## Aim of the task
Turn every row below into a numbered list, leaving out any blank lines.

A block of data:
■ ■ ■
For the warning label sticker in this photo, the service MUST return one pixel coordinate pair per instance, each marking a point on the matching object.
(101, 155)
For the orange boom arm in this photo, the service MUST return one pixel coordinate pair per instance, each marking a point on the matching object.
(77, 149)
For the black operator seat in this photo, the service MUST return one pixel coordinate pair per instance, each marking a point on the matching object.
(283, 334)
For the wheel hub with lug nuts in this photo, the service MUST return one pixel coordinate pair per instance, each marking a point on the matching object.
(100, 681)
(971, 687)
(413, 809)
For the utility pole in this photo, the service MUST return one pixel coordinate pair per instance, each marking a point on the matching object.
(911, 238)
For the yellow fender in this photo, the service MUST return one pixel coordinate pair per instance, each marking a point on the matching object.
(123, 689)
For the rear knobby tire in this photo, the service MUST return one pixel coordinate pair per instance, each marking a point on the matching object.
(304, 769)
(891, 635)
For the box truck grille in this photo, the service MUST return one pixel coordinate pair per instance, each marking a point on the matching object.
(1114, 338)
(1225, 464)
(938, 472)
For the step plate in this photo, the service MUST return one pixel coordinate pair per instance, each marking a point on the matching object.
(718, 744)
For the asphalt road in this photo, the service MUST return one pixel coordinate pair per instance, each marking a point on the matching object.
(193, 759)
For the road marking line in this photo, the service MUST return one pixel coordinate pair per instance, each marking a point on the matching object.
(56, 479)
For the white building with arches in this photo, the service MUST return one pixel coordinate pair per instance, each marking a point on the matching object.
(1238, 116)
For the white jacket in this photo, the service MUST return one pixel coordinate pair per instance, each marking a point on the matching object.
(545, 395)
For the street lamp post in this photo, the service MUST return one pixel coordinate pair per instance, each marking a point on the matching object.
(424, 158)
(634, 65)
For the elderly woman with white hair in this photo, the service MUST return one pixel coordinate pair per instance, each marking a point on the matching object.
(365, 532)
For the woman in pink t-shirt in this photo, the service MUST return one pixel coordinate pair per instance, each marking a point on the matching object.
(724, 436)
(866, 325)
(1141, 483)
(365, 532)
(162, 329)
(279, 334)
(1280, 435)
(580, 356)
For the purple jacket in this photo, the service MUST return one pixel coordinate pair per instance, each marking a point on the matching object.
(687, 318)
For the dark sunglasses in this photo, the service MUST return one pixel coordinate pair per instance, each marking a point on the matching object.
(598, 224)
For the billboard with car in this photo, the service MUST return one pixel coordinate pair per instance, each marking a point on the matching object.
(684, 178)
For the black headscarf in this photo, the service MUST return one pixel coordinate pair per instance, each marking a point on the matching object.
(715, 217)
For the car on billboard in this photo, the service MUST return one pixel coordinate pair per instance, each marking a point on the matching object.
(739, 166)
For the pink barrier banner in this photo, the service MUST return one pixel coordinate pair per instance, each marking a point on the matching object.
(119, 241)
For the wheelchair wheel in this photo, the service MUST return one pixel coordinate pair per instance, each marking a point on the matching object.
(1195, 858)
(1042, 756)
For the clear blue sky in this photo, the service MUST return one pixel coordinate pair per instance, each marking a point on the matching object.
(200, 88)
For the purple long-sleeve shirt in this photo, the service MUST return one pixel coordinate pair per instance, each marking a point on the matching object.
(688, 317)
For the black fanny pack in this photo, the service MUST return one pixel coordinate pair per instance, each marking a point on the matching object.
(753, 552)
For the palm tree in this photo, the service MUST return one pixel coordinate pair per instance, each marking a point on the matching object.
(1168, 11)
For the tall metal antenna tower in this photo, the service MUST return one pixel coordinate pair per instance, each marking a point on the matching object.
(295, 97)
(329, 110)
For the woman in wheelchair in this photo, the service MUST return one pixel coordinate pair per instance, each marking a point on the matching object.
■ ■ ■
## Exercise result
1. For the warning label sticker in this photo, the service MUST return one pixel coordinate pair per instance, each marking a point on the matching object.
2. (101, 155)
3. For the orange boom arm in this photo, the service MUST return one pixel coordinate pair per instance, each marking a point on the matching object.
4. (77, 149)
5. For the black operator seat in this photo, the service MUST return one pixel coordinate pair per instance, each marking a point on the matching object.
6. (283, 334)
7. For the wheel hub with lug nuts in this photo, the service MUST return one pixel coordinate pair per instance, each marking a point on the matching object.
8. (100, 681)
9. (971, 687)
10. (413, 809)
11. For the utility pole in this photo, the service MUST return one pixel coordinate pair per instance, each marking a point on the matching object.
12. (911, 238)
13. For the yellow fender in this photo, the service MUST return one pixel coordinate pair per instance, each marking a point on the matching object.
14. (123, 689)
15. For the rear knobby tire in this photo, the service MUST return one pixel coordinate pair per instance, each marking a point on the matching object.
16. (304, 769)
17. (891, 635)
18. For the box truck grille in this photo, the service MUST return one pixel coordinate pair per instance, each marking a point on the matching object.
19. (1114, 338)
20. (1225, 464)
21. (938, 472)
22. For the step plate in this photo, the service MUST return one pixel coordinate pair per instance, each marking a point on the matching object.
23. (718, 744)
24. For the asphalt road in this photo, the service MUST return one pixel coordinate pair per instance, each marking a point on the matching object.
25. (193, 759)
26. For the road marking line in this photo, the service MUST return one pixel coordinate pair per instance, each marking a point on the matching object.
27. (56, 479)
28. For the white building with arches in this photo, the service MUST return one pixel coordinate pair per instance, each marking a point on the matching object.
29. (1238, 116)
30. For the white jacket in this photo, the service MUST return one pixel coordinate pair per instance, each marking a point on the matching object.
31. (545, 395)
32. For the street lamp post in this photo, the service MUST return one pixel coordinate pair per instance, each marking a point on the matching object.
33. (424, 158)
34. (634, 65)
35. For the elderly woman with white hair in this photo, the service MUST return one pixel coordinate pair per instance, each marking a point on the matching object.
36. (365, 532)
37. For the woman in pink t-shirt in this photo, the service MUST return one pixel coordinate pair per instance, each marking a point on the matching object.
38. (724, 436)
39. (866, 325)
40. (1141, 483)
41. (365, 532)
42. (162, 329)
43. (279, 334)
44. (1280, 435)
45. (580, 356)
46. For the purple jacket in this photo, the service MUST return one pixel coordinate pair per instance, each marking a point on the matching object.
47. (687, 318)
48. For the dark sunglasses in this photo, the service MUST return one pixel coordinate pair per instance, each marking a point on the matching object.
49. (598, 224)
50. For the billboard with car in this photo, the service MUST return one pixel coordinate pair per instance, each marking a point on the matching object.
51. (684, 178)
52. For the black headscarf in this photo, the service MUST return one pixel coordinate pair per instance, each marking a point on the matching object.
53. (715, 217)
54. For the car on billboard in this photo, the service MUST return one pixel coordinate pair per instance, each marking a point on the matching object.
55. (739, 166)
56. For the pink barrier banner in this photo, the service MUST return one pixel coordinate pair per instance, each marking a point on the matching object.
57. (119, 241)
58. For the wheelchair wheel in this photo, the service MUST return one pixel coordinate pair per instance, each marking a point on the matching object.
59. (1195, 858)
60. (1042, 756)
61. For the clear blue sky in this photo, the service MUST return one pixel coordinate pair per instance, each marking a point on the matching object.
62. (200, 88)
63. For the purple long-sleeve shirt in this photo, the service MUST return one pixel coordinate pair per instance, each marking a point on the matching object.
64. (688, 317)
65. For the black fanny pack in this photo, the service MUST return one pixel coordinate pair per instance, each marking a point on the matching object.
66. (753, 552)
67. For the palm tree in this photo, the service MUST return one pixel coordinate pair per instance, each marking a point on the matching object.
68. (1168, 11)
69. For the tall metal antenna tower in this photo, the service MUST return one pixel coordinate pair per instance, each marking a point on the matching object.
70. (295, 97)
71. (329, 110)
72. For the woman in wheelchair in this photo, the service MUST return one pixel coordinate pair per instance, each marking a point on the matching object.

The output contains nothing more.